begin Source records

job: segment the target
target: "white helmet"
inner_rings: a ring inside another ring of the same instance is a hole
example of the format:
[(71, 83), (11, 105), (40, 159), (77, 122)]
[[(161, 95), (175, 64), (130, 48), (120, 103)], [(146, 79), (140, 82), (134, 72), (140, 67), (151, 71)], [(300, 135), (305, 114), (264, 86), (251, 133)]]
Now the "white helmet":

end Source records
begin Source records

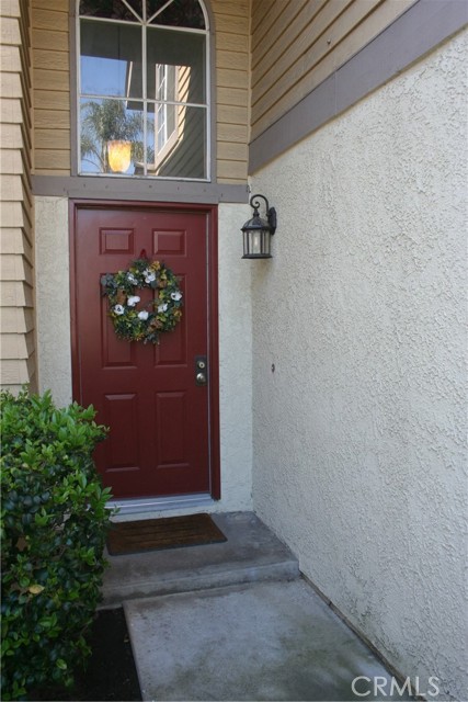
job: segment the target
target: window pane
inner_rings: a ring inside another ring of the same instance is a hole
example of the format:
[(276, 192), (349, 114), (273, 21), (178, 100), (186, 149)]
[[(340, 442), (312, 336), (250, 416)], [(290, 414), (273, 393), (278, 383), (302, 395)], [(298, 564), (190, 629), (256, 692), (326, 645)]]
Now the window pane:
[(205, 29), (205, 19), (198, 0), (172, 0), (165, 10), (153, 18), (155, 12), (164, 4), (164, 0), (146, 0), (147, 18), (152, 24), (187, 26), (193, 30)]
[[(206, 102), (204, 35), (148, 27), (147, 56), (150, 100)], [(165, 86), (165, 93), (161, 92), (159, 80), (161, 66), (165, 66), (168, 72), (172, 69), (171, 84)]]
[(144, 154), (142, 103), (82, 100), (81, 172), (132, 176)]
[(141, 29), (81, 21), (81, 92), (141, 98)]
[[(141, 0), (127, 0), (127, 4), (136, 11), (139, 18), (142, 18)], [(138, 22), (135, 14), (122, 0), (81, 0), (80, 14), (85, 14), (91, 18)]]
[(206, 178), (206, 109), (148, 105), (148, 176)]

end Source records

Exercise directions: List each line of the listing that contains the word "target", copying each line in full.

Full solution:
job: segment the target
target: "white helmet"
job: segment the target
target: window pane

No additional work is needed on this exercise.